▸ **WHAT YOU SHOULD DO**
Once the line containing "mark the brass bell | one pin per instance." is located, output it and every line after it through the end of the records, exactly as written and nothing else.

▸ **DATA SUPPLIED**
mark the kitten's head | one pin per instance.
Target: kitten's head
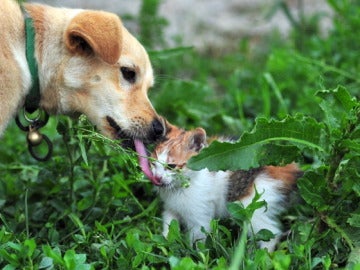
(173, 152)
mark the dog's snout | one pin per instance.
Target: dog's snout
(158, 128)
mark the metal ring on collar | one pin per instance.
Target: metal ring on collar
(48, 154)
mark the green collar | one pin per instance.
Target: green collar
(33, 98)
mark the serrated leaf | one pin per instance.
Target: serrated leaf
(312, 188)
(354, 220)
(336, 105)
(251, 150)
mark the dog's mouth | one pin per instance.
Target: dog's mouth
(136, 144)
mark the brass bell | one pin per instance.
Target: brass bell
(34, 137)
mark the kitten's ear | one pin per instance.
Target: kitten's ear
(198, 139)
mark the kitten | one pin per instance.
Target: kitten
(208, 192)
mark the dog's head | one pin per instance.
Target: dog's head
(103, 71)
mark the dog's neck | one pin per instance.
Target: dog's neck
(48, 90)
(33, 98)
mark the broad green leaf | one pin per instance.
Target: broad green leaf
(354, 220)
(336, 105)
(252, 149)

▸ **RESPONSE TO THIS TASK**
mark the brass bell | one pin per instance.
Target: brass bell
(34, 137)
mark the kitten's ear | one pin per instance.
Target: kitten's ear
(198, 139)
mark the kitten | one pin per instance.
Target: kitten
(208, 192)
mark the dog's head | one pin per instance.
Target: dog's head
(103, 71)
mark the dog's neck | one pin per instance.
Target: dog's neck
(48, 90)
(33, 98)
mark the broad green leaf | one pin per instance.
Target: broad green leaf
(354, 220)
(336, 105)
(252, 149)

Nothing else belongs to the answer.